<<<<
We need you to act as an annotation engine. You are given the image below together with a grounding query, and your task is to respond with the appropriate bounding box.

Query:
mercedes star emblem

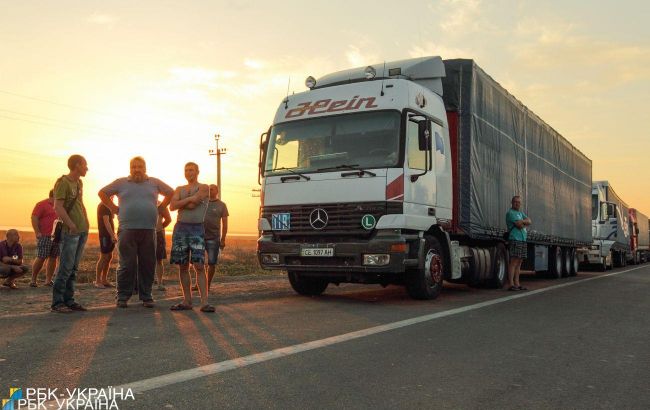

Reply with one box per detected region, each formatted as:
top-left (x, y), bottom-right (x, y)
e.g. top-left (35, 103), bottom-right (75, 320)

top-left (309, 208), bottom-right (328, 230)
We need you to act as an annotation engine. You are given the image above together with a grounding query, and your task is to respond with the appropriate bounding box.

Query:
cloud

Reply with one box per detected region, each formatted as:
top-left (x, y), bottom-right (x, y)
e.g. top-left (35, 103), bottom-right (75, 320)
>>>>
[YOUR ASSIGNMENT]
Show the lines in the entries above that include the string "image".

[SOLUTION TO THIS PROBLEM]
We need you to act as an annotation engine. You are given the image below together with a grounding query, and your task is to respond with the appropriate bounding box.
We need you to act as an annotation engine. You are given the image above together with a grounding query, and your task is to respond with the appropriate bounding box.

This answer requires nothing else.